WHAT NEEDS TO BE DONE: In full and exactly, please return the records, but keep out the pictures.

SOURCE DATA:
=== Begin Enclosure ===

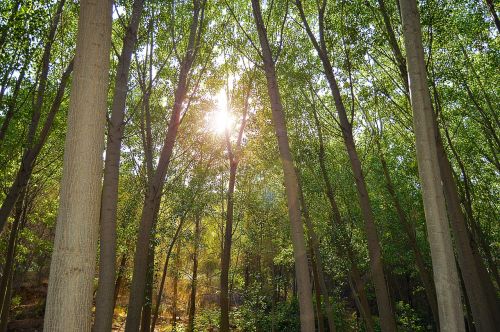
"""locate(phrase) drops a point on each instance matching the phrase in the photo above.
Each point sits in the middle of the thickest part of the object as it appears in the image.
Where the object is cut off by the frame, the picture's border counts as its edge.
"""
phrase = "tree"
(384, 302)
(445, 271)
(109, 200)
(69, 298)
(234, 156)
(291, 182)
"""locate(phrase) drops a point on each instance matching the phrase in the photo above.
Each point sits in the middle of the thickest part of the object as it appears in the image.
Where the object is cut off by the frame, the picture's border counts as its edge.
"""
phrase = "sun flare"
(220, 119)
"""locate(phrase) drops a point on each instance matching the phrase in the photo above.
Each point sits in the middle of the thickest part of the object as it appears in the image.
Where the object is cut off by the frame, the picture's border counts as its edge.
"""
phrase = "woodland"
(260, 165)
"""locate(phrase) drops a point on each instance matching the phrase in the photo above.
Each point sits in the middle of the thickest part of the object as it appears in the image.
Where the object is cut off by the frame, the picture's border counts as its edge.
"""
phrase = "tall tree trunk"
(393, 42)
(387, 318)
(29, 157)
(9, 265)
(109, 200)
(343, 244)
(480, 291)
(4, 32)
(443, 262)
(291, 183)
(155, 184)
(119, 278)
(164, 274)
(319, 277)
(317, 292)
(425, 275)
(148, 295)
(176, 284)
(12, 104)
(226, 252)
(234, 158)
(194, 282)
(69, 298)
(493, 12)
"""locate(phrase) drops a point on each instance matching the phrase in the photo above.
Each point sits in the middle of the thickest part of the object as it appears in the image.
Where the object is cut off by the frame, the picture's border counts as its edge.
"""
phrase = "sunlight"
(220, 119)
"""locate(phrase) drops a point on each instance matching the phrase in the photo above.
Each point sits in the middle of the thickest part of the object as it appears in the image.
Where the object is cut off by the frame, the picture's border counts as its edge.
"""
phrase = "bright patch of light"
(220, 120)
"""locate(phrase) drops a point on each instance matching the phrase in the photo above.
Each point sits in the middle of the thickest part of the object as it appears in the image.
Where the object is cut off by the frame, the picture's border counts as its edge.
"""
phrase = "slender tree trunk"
(194, 282)
(387, 318)
(493, 12)
(119, 278)
(317, 292)
(396, 50)
(148, 296)
(9, 265)
(425, 275)
(343, 243)
(31, 152)
(12, 104)
(480, 292)
(164, 274)
(155, 185)
(69, 298)
(291, 183)
(226, 252)
(443, 263)
(320, 285)
(4, 316)
(109, 200)
(8, 25)
(176, 284)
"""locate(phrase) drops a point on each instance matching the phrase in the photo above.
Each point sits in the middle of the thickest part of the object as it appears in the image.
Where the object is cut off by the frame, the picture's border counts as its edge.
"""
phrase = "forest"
(260, 165)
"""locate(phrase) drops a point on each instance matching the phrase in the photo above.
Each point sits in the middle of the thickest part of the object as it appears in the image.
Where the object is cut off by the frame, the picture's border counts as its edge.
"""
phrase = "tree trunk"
(387, 318)
(194, 282)
(425, 275)
(176, 284)
(226, 252)
(69, 298)
(12, 104)
(119, 278)
(9, 265)
(107, 273)
(29, 156)
(317, 292)
(319, 277)
(493, 12)
(343, 244)
(479, 291)
(443, 262)
(155, 184)
(291, 183)
(148, 295)
(164, 274)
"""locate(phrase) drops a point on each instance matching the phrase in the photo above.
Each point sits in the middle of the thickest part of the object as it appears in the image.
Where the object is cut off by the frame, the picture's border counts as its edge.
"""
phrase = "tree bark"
(9, 265)
(493, 12)
(342, 243)
(226, 252)
(387, 318)
(444, 268)
(69, 298)
(319, 277)
(164, 274)
(119, 278)
(194, 282)
(29, 157)
(234, 158)
(109, 200)
(425, 275)
(12, 104)
(479, 291)
(155, 184)
(291, 183)
(176, 284)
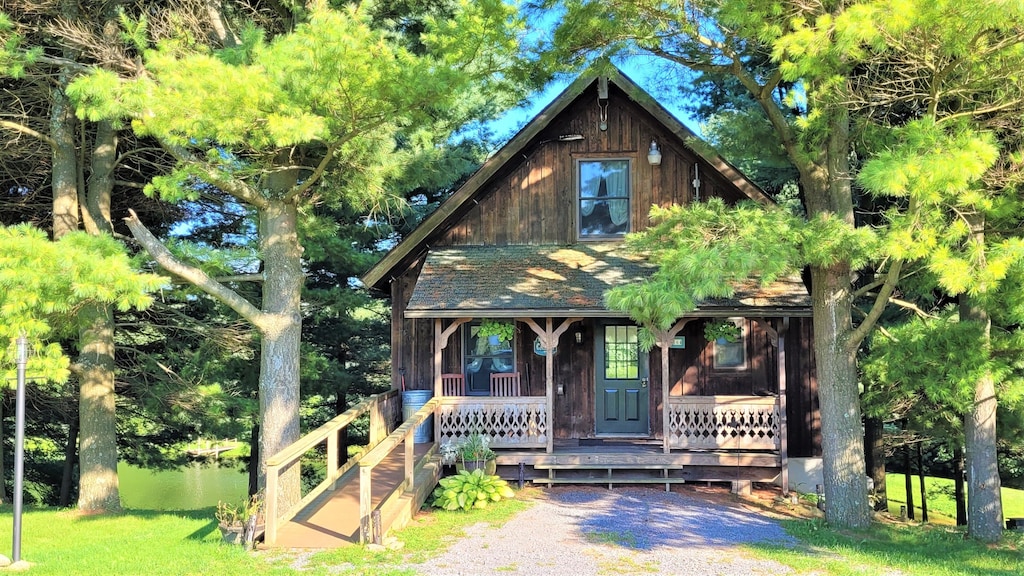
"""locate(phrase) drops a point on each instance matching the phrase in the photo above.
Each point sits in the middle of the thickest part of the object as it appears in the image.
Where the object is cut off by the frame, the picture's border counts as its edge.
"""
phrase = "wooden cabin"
(534, 238)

=== End Enclosure ===

EXERCISE OUTPUT:
"""locate(phrase) drops a point on each instance matching the phrase in the photo above.
Each point sits in the middle of the thickest part of the object as it appears in the image.
Where the object is cut off by the frame, the picture's border counts as its edge.
"""
phrase = "tree"
(384, 302)
(445, 271)
(109, 200)
(69, 298)
(234, 156)
(291, 182)
"""locate(phrase) drops a point on each instance matching the phrase in the photo above.
Each point sits in the middle of the thickest part of the object as it appears in the image.
Where the object is cut off by the frame, the picture's border counts as its edge.
"""
phrase = "sun flare"
(220, 119)
"""locate(phrase) drops a point on each instance matching the phrase in the photo above.
Each point sits in the middle of the thickest part of the object as it appears in the image.
Where the object is cut off by the frame, the picture's border counts as its edge.
"""
phrase = "woodland"
(260, 165)
"""locate(phrase) drops a point on each instance matching the phrase in the photo above.
Each point sits in the middle of the thickest part of the object as it appears in the image.
Where the object is cut off by the frame, the picture's border counts as its edge.
"""
phrase = "tall tree trunk"
(393, 42)
(387, 318)
(29, 157)
(9, 265)
(109, 200)
(343, 244)
(480, 291)
(4, 32)
(443, 262)
(291, 183)
(155, 184)
(119, 278)
(164, 274)
(319, 277)
(317, 292)
(425, 275)
(148, 295)
(176, 284)
(12, 104)
(226, 252)
(234, 158)
(194, 282)
(69, 298)
(493, 12)
"""locate(phrase) drops a point on each instance matching the phrase in the photo above.
Each point sits in the middle of the thickest part of the object as it appears in the image.
Where the object is cut off by the frame, the picture's border counts as its edge.
"""
phrase = "sunlight"
(220, 119)
"""locate(phrase) drops a point on each instance matching the phrase in the photo above.
Each point sits in the middle of the thickest part of the object as it appears in the image.
Where the object is cut off by the frame, the picture's border counts as its edge.
"""
phrase = "bright patch of light"
(220, 120)
"""locate(phrase) drops a point on each instance matching the phrase in the photo above.
Each point sits in the middle of the thickest part of the object as it appears in the image.
Where the object is cut off by the frame, the picture's border counts as its edge.
"""
phrase = "slender tree trunk"
(194, 282)
(387, 318)
(493, 12)
(119, 278)
(317, 292)
(396, 50)
(148, 296)
(9, 265)
(425, 275)
(343, 243)
(31, 152)
(12, 104)
(480, 292)
(164, 274)
(155, 185)
(69, 298)
(291, 183)
(226, 252)
(443, 263)
(320, 285)
(4, 316)
(109, 200)
(8, 25)
(176, 284)
"""locate(phrase) drops a point on each instance matching the phrase in the photo above.
Each point sits in the middle of the thickest part of the object as it appears in the image.
Where the object is cut off by the frame, the picture's border counts as its edge.
"""
phrase = "forest"
(260, 165)
"""locate(phrase) drops a point on each instance matching the phrase in the photo above.
Each point sits in the middle of the thickest part of the object as it appears in the image.
Where the object is cut off by the frame, the picture's border counts as its edge.
"""
phrase = "tree trunk"
(387, 318)
(194, 282)
(425, 275)
(176, 284)
(226, 252)
(69, 298)
(12, 104)
(119, 278)
(9, 265)
(107, 273)
(29, 156)
(317, 292)
(319, 277)
(493, 12)
(343, 244)
(479, 291)
(443, 262)
(155, 184)
(291, 183)
(148, 295)
(164, 274)
"""locate(phrase) drops a point on each instance matching the phrase in the photo above.
Each point sits in the middle of the thickest part of the object as it appears in the image.
Where the object is cut off by the frame, the picture's border counts as its edge.
"""
phrase = "tree bark"
(9, 265)
(493, 12)
(342, 243)
(226, 252)
(387, 318)
(444, 268)
(69, 298)
(319, 277)
(164, 274)
(119, 278)
(194, 282)
(29, 157)
(234, 158)
(109, 200)
(425, 275)
(12, 104)
(479, 291)
(155, 184)
(291, 183)
(176, 284)
"""locate(phrase) drops a point on each instance matching the phrase in the photo above.
Each point sits in the middle of the thickest part of the object as it appears in the image.
Where the object is cut off by the frame, the picture's border counts as its edge.
"""
phrase = "wooden cabin"
(534, 238)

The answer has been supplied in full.